- Text:
____

The U.S. Supreme Court ruling, upholding the federal health law, has provided more clarity to the region and country.
Although the U.S. Supreme Court has upheld most of the Affordable Care Act, or ACA, Missouri and other states now have the option of whether or not to expand their Medicaid eligibility, instead of it being a requirement. Ryan Barker, with the Missouri Foundation for Health, estimates that the decision in Missouri would affect between 250,000 and 300,000 residents who don’t have insurance. Barker says a person must currently make little or no money to be eligible.
"So say single mom, two kids" says Barker, "for her to be eligible for Medicaid in Missouri, she has to make less than $3500 a year currently. That’s about 18 percent of the federal poverty level. The expansion of Medicaid in the ACA would have taken that up to 133 percent of poverty, which would be about $25,000. It would also create a brand new category for childless adults."
Roy Blunt, Republican U.S. Senator for Missouri, says expanding the program would be too big of a burden: “States are already struggling to pay current Medicaid costs,” says Blunt. “Education funding is going down in many states every year, including ours in the last three years.” If states do participate in the expansion, the federal government would fully subsidize it for the first three years. Then, states would pick up about ten percent of the costs. Missouri Governor Jay Nixon has not commented on the situation.

____

- Records provided:
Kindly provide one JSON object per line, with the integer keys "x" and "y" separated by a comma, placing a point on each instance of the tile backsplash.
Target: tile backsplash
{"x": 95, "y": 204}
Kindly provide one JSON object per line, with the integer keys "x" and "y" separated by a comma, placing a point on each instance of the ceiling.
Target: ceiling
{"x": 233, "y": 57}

____

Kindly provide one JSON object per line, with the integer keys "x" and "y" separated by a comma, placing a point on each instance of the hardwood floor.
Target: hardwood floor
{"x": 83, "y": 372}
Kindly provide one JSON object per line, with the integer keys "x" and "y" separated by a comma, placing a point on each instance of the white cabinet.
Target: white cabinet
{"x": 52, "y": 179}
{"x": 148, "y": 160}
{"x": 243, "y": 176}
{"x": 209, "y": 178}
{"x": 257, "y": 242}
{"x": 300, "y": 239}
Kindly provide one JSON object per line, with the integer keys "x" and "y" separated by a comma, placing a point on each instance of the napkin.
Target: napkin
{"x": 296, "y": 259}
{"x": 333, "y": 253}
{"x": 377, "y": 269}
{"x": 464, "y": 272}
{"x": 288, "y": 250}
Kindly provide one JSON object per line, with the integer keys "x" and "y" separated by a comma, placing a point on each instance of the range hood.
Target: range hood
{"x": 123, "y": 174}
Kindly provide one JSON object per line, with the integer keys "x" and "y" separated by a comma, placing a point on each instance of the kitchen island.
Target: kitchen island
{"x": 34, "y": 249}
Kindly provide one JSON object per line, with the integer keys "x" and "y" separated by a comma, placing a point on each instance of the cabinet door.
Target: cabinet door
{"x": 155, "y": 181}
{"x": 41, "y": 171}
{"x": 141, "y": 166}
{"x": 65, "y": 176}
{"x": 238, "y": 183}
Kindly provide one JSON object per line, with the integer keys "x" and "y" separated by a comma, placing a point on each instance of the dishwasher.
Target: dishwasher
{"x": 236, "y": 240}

____

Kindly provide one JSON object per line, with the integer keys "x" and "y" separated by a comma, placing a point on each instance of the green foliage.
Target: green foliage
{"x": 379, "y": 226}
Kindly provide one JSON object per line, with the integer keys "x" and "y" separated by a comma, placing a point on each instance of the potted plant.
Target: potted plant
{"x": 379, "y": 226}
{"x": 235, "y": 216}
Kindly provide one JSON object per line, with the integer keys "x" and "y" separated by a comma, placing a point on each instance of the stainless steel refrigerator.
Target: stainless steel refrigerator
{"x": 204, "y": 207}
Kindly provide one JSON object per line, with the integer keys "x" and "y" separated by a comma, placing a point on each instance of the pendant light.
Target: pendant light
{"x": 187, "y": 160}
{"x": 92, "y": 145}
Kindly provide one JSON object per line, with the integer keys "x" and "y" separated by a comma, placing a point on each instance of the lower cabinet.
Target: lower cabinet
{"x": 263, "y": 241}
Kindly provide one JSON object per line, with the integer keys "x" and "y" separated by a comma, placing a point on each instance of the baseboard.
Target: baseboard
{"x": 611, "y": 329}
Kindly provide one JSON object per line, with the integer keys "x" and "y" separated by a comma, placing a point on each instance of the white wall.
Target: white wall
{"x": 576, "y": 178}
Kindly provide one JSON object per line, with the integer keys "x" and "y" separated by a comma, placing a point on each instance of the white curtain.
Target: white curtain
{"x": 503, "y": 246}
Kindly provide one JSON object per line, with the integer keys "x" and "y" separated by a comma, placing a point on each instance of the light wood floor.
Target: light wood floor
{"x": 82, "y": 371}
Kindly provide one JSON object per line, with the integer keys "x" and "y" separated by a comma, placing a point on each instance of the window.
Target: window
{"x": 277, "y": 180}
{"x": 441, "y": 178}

____

- What this task involves:
Decide whether each of the following statements agrees with the text on the health law ruling. Answer yes or no for each, and quote the deciding words of the text. (a) If a state joins the Medicaid expansion, the federal government would pay its full cost for the first three years. (b) The expansion would have raised Medicaid eligibility to 100 percent of the federal poverty level. (c) Missouri Governor Jay Nixon has spoken against the expansion.

- Response box:
(a) Yes: "the federal government would fully subsidize it for the first three years."
(b) No: "The expansion of Medicaid in the ACA would have taken that up to 133 percent of poverty."
(c) No: "Missouri Governor Jay Nixon has not commented on the situation."